• _Requirements_
Transcribe the following lines without any changes. This covers every row.

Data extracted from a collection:
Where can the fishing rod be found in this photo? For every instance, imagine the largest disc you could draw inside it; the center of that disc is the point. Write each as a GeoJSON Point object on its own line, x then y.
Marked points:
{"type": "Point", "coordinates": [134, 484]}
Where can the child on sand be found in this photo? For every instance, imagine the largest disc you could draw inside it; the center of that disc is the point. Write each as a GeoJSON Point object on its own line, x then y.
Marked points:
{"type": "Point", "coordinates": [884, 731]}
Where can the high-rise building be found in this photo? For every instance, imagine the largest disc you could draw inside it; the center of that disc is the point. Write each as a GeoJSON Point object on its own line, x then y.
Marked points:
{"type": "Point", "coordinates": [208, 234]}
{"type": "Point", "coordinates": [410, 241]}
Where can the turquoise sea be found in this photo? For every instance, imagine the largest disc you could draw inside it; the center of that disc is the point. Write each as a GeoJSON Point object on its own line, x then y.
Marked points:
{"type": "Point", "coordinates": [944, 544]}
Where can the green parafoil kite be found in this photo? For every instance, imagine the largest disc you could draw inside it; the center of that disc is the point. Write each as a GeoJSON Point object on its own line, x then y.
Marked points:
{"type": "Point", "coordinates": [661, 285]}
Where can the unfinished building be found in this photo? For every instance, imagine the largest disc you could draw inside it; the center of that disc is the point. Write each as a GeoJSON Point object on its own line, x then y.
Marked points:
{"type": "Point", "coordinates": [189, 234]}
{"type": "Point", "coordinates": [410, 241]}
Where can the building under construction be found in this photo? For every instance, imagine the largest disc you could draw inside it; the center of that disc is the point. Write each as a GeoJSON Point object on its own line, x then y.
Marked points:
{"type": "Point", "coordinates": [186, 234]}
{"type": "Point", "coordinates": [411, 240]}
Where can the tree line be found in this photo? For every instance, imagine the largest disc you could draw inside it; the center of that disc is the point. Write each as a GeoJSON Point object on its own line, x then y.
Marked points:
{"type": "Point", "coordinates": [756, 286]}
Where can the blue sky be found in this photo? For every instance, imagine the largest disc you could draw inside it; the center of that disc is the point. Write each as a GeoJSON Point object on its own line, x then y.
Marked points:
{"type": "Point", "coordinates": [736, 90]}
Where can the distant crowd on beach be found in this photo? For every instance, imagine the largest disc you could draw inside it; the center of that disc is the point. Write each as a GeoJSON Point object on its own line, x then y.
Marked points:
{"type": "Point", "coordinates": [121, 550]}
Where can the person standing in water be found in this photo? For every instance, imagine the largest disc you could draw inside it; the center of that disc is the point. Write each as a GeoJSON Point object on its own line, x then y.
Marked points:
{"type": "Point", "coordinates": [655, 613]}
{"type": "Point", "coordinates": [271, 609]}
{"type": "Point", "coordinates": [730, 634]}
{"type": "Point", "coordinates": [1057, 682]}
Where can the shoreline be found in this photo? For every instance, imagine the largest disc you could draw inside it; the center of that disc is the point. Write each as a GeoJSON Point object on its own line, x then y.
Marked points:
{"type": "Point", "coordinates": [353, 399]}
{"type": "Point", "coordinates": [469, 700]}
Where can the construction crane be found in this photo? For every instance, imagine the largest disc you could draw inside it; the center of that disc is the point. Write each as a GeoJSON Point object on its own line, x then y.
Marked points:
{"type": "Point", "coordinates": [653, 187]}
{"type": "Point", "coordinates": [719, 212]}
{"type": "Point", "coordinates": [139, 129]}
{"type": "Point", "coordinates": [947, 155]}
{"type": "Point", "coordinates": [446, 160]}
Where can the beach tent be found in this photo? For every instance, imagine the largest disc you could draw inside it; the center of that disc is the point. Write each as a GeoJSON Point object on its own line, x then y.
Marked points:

• _Solution below_
Where can the fishing rod be found in this photo? For every instance, imagine the largest disc you could draw inside it; the center of that disc is the point. Write each as a GeoJSON Point object on its own line, x then y.
Marked points:
{"type": "Point", "coordinates": [134, 484]}
Where can the child on sand be found in this photo? For every instance, imagine the largest disc you could draw inside it; the center of that disc is the point. Write each as a GeoJSON Point object on its own line, x then y.
Marked points:
{"type": "Point", "coordinates": [884, 731]}
Where can the high-rise building be found in this photo? For every instance, imagine the largest disc you could draw inside it; the center of that disc is the point. Write each as a GeoJSON Point object on its own line, x then y.
Marked points:
{"type": "Point", "coordinates": [208, 234]}
{"type": "Point", "coordinates": [410, 241]}
Where can the turquoise sea be found in this photo? For every instance, imagine the largest disc you could draw inside it; the center of that disc is the point. Write each as a GeoJSON Point object on its own line, x then y.
Marked points:
{"type": "Point", "coordinates": [944, 544]}
Where can the green parafoil kite be found in this photo? For every instance, imagine the largest disc you could draw inside it; the center of that disc is the point. Write each as a GeoJSON Point object on its own line, x then y.
Marked points:
{"type": "Point", "coordinates": [661, 285]}
Where can the unfinished building be found in this photo? For every instance, imagine the largest disc you could draw inside it; the center of that disc is the point. Write each as a GeoJSON Point object on its own line, x then y.
Marked points:
{"type": "Point", "coordinates": [189, 234]}
{"type": "Point", "coordinates": [410, 241]}
Where can the building under construction be found in this photo? For every instance, imagine the largest disc you could draw inside it; the center of that disc is the point. Write each as a GeoJSON Point object on its own line, x then y.
Marked points:
{"type": "Point", "coordinates": [186, 234]}
{"type": "Point", "coordinates": [411, 240]}
Where can the tree line be found in this photo? For every instance, imagine the largest disc you could draw inside it; the center of that disc is the point. Write each as a GeoJSON Point object on its own line, x then y.
Marked points:
{"type": "Point", "coordinates": [756, 286]}
Where can the blue sky be found in this photo? For every instance, imagine the largest disc you could draw inside it; the center of that disc is the point. Write each as a GeoJSON Point object on its own line, x then y.
Marked points:
{"type": "Point", "coordinates": [736, 90]}
Where can the distant crowd on beach be found in this photo? For every instance, imagine the largest disc you could draw inside it; the center of that disc is the point. Write each as a GeoJSON Point object on its own line, x then y.
Marked points:
{"type": "Point", "coordinates": [121, 550]}
Where can the person standing in water be found in this photo? For every instance, imagine the largest disc you could draw inside it; the center of that disc is the point. Write each as a GeoJSON Point object on its own line, x then y.
Marked points:
{"type": "Point", "coordinates": [655, 613]}
{"type": "Point", "coordinates": [271, 609]}
{"type": "Point", "coordinates": [730, 634]}
{"type": "Point", "coordinates": [1057, 682]}
Where can the shoreline be found in this photo? For every instance, imagine the largest disc you could draw inside it; the center of that disc is the point. Write each as a GeoJSON Point object on its own line, x then y.
Marked points:
{"type": "Point", "coordinates": [353, 399]}
{"type": "Point", "coordinates": [469, 700]}
Where can the construction crane be found in this photo? For every instance, imagine the largest disc you could draw inside it; the center of that disc is the point. Write each as a GeoJSON Point object on its own line, x then y.
Marked points:
{"type": "Point", "coordinates": [653, 187]}
{"type": "Point", "coordinates": [719, 212]}
{"type": "Point", "coordinates": [139, 129]}
{"type": "Point", "coordinates": [947, 155]}
{"type": "Point", "coordinates": [446, 160]}
Where can the beach tent be found in this photo? For every instance, imagine the largest disc you could draw inside it; the center of that disc is the point. Write each as a GeoJSON Point object on its own line, x then y.
Marked points:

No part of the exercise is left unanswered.